◆ DOCUMENT EXTRACT
199  * Devices that are on the same socket use the same set of bus numbers; however,
200  * some sockets have multiple device numbers that they'll use to represent
201  * different classes. These bus numbers are programmed by systems firmware as
202  * part of powering on the system. This means, that we need the ability to
203  * map together these disparate ranges ourselves.
204  *
205  * There is a device called a utility box (UBOX), which exists per-socket and
206  * maps the different sockets together. We use this to determine which devices
207  * correspond to which sockets.
208  *
209  * Mapping Sockets
210  * ---------------
211  *
212  * Another wrinkle is that the way that the OS sees the numbering of the CPUs is
213  * generally based on the APIC ID (see uts/i86pc/os/cpuid.c for more
214  * information). However, to map to the corresponding socket, we need to look at
215  * the socket's node ID. The order of PCI buses in the system is not required to
216  * have any relation to the socket ID. Therefore, we have to have yet another
217  * indirection table in the imc_t.
218  *
219  * Exposing Data
220  * -------------
221  *
222  * We expose topology data to FMA using the OS-private memory controller
223  * interfaces. By creating minor nodes of the type, 'ddi_mem_ctrl', there are a
224  * number of specific interfaces that we can then implement. The ioctl API asks
225  * us for a snapshot of data, which basically has us go through and send an
226  * nvlist_t to userland. This nvlist_t is constructed as part of the scan
227  * process. This nvlist uses the version 1 format, which more explicitly encodes
228  * the topology in a series of nested nvlists.
229  *
230  * In addition, the tool /usr/lib/fm/fmd/mcdecode can be used to query the
231  * decoder and ask it to perform decoding.

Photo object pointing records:

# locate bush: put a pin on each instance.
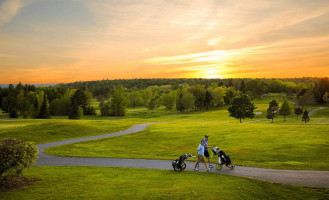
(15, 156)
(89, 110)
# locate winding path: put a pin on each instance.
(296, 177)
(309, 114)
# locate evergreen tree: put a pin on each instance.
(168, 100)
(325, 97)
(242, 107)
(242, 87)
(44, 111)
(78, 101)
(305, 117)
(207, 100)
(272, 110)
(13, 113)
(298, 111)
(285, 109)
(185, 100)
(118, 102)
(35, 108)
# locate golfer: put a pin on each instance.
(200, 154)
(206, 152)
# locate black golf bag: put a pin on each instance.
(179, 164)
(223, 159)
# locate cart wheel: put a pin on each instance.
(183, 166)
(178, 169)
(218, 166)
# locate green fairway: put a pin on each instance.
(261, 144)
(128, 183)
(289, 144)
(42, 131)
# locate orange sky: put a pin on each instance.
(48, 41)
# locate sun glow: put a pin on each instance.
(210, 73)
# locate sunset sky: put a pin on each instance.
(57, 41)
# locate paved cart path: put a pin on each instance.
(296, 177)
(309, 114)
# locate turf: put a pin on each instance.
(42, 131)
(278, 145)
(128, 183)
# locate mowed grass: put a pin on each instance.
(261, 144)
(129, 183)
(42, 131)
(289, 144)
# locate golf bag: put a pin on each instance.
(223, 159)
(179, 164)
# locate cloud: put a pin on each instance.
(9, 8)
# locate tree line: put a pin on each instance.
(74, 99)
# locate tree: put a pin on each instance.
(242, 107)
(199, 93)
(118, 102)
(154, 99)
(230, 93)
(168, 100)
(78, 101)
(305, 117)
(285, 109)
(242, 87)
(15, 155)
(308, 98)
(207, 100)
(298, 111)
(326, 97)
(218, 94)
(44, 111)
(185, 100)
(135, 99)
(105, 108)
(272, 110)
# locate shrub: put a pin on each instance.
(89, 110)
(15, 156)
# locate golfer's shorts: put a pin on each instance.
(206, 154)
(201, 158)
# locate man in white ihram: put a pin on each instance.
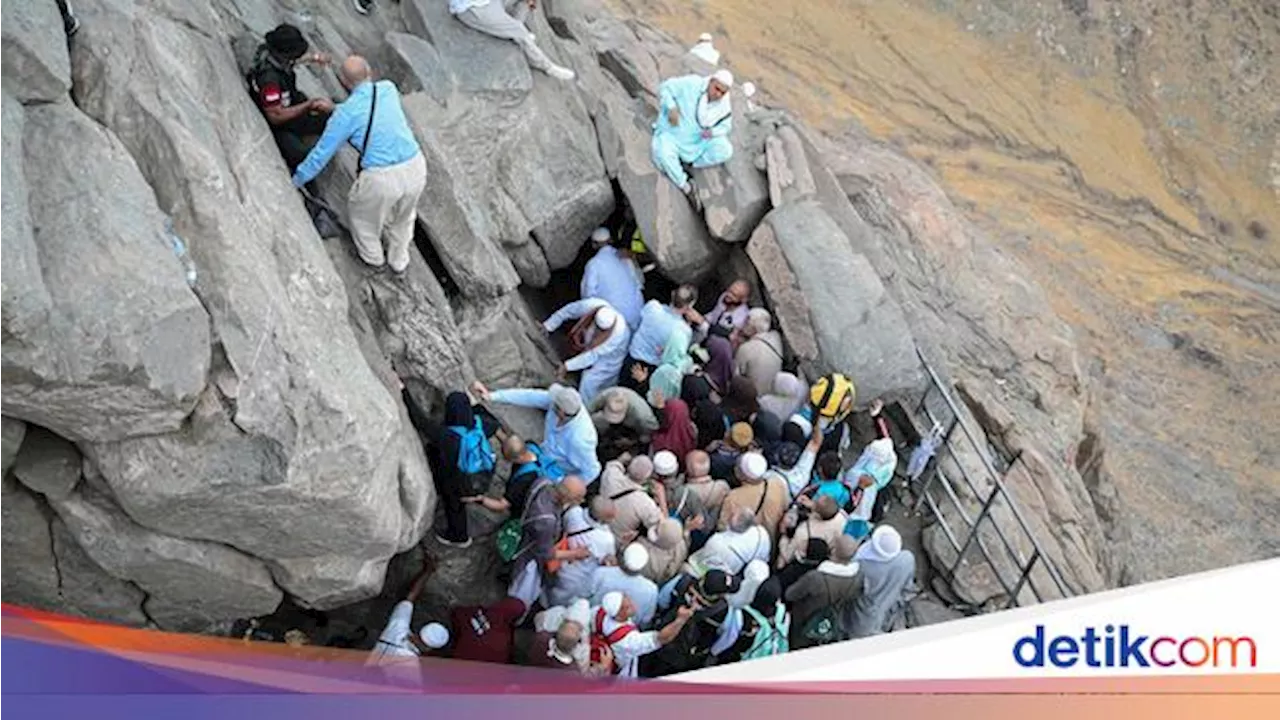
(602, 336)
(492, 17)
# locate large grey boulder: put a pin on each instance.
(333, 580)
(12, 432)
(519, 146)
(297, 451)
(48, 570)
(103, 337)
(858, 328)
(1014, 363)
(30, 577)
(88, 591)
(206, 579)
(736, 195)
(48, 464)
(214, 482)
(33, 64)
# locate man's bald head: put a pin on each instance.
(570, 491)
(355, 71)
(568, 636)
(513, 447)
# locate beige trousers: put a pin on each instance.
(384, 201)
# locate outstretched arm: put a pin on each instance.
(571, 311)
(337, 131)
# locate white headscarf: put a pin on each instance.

◆ EXERCISE TASK 1
In the memory controller comment, why does the driver need yet another indirection table in the imc_t? Answer in one to three sentences.
◆ EXERCISE TASK 2
Please extend the memory controller comment, picking up after its final sentence.

◆ RIGHT ANSWER 1
The OS generally numbers CPUs by APIC ID, but mapping to a socket requires the socket's node ID. The order of PCI buses in the system is not required to have any relation to the socket ID, so another indirection table in the imc_t is needed.

◆ RIGHT ANSWER 2
232  *
233  * Decoding Addresses
234  * ------------------
235  *
236  * The decoding logic can be found in common/imc/imc_decode.c. This file is
237  * shared between the kernel and userland to allow for easier testing and
238  * additional flexibility in operation. The decoding process happens in a few
239  * different phases.
240  *
241  * The first phase, is to determine which memory controller on which socket is
242  * responsible for this data. To determine this, we use the system address
243  * decoder and walk the rules, looking for the correct target. There are various
244  * manipulations to the address that exist which are used to determine which
245  * index we use. The way that we interpret the output of the rule varies
246  * somewhat based on the generation. Sandy Bridge just has a node ID which
247  * points us to the socket with its single IMC. On Ivy Bridge through Broadwell,
248  * the memory controller to use is also encoded in part of the node ID. Finally,
249  * on Skylake, the SAD tells us which socket to look at. The socket in question
250  * then has a routing table which tells us which channel on which memory
251  * controller that is local to that socket.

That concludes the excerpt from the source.